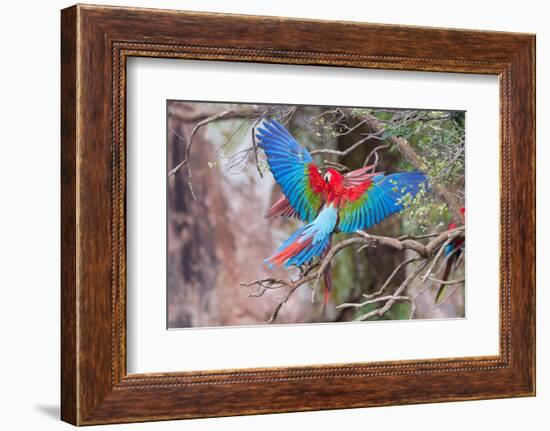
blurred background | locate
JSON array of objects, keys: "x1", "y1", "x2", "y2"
[{"x1": 167, "y1": 101, "x2": 465, "y2": 328}]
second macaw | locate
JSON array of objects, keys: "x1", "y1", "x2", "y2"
[{"x1": 256, "y1": 120, "x2": 426, "y2": 307}]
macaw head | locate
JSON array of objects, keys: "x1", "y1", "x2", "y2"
[{"x1": 324, "y1": 168, "x2": 344, "y2": 187}]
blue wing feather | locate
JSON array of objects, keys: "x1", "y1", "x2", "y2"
[{"x1": 256, "y1": 120, "x2": 323, "y2": 222}]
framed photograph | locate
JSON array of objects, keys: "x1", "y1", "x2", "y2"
[{"x1": 61, "y1": 5, "x2": 535, "y2": 425}]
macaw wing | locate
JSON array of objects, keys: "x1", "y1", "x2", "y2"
[
  {"x1": 344, "y1": 165, "x2": 383, "y2": 187},
  {"x1": 256, "y1": 120, "x2": 325, "y2": 222},
  {"x1": 264, "y1": 166, "x2": 382, "y2": 218},
  {"x1": 338, "y1": 172, "x2": 426, "y2": 233}
]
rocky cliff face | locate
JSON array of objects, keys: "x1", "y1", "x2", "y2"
[{"x1": 168, "y1": 110, "x2": 319, "y2": 327}]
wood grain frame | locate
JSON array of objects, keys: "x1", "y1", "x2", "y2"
[{"x1": 61, "y1": 5, "x2": 535, "y2": 425}]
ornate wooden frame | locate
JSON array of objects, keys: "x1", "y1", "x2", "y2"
[{"x1": 61, "y1": 5, "x2": 535, "y2": 425}]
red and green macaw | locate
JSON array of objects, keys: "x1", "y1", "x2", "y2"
[
  {"x1": 256, "y1": 120, "x2": 426, "y2": 307},
  {"x1": 435, "y1": 208, "x2": 465, "y2": 304}
]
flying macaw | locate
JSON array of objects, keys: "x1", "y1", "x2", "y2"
[
  {"x1": 435, "y1": 208, "x2": 465, "y2": 304},
  {"x1": 256, "y1": 120, "x2": 426, "y2": 310}
]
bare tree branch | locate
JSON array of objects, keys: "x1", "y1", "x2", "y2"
[{"x1": 367, "y1": 114, "x2": 464, "y2": 224}]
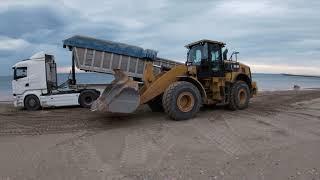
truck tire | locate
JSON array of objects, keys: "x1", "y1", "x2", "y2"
[
  {"x1": 147, "y1": 95, "x2": 164, "y2": 112},
  {"x1": 228, "y1": 81, "x2": 250, "y2": 111},
  {"x1": 24, "y1": 95, "x2": 41, "y2": 111},
  {"x1": 162, "y1": 81, "x2": 201, "y2": 121},
  {"x1": 78, "y1": 90, "x2": 100, "y2": 108}
]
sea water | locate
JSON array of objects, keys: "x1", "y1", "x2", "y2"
[{"x1": 0, "y1": 73, "x2": 320, "y2": 101}]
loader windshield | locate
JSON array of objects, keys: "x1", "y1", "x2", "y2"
[{"x1": 188, "y1": 45, "x2": 203, "y2": 65}]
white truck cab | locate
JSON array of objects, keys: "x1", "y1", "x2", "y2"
[{"x1": 12, "y1": 52, "x2": 102, "y2": 110}]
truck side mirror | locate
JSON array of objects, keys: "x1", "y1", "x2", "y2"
[{"x1": 222, "y1": 49, "x2": 228, "y2": 60}]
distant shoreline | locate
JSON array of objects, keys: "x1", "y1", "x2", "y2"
[{"x1": 281, "y1": 73, "x2": 320, "y2": 78}]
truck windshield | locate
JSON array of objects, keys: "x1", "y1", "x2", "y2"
[
  {"x1": 13, "y1": 67, "x2": 27, "y2": 80},
  {"x1": 188, "y1": 45, "x2": 203, "y2": 65}
]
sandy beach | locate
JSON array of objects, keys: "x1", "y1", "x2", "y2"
[{"x1": 0, "y1": 90, "x2": 320, "y2": 180}]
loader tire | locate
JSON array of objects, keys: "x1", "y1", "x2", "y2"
[
  {"x1": 78, "y1": 90, "x2": 100, "y2": 108},
  {"x1": 148, "y1": 95, "x2": 164, "y2": 112},
  {"x1": 228, "y1": 81, "x2": 250, "y2": 111},
  {"x1": 162, "y1": 81, "x2": 201, "y2": 121},
  {"x1": 24, "y1": 95, "x2": 41, "y2": 111}
]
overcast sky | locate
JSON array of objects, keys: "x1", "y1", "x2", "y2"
[{"x1": 0, "y1": 0, "x2": 320, "y2": 75}]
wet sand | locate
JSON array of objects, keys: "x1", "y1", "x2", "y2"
[{"x1": 0, "y1": 90, "x2": 320, "y2": 180}]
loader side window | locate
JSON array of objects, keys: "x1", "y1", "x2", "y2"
[
  {"x1": 188, "y1": 46, "x2": 203, "y2": 65},
  {"x1": 14, "y1": 67, "x2": 27, "y2": 80}
]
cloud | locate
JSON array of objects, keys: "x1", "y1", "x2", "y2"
[
  {"x1": 0, "y1": 36, "x2": 30, "y2": 51},
  {"x1": 0, "y1": 0, "x2": 320, "y2": 75}
]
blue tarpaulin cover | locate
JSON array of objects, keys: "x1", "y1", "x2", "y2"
[{"x1": 62, "y1": 36, "x2": 157, "y2": 60}]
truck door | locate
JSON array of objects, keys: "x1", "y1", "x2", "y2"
[{"x1": 12, "y1": 67, "x2": 30, "y2": 95}]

******

EXERCISE REQUIREMENTS – Select every line in the rows above that contains the string "blue" and copy those lines.

EXPECTED ANSWER –
blue wing feather | locate
blue tarpaulin cover | locate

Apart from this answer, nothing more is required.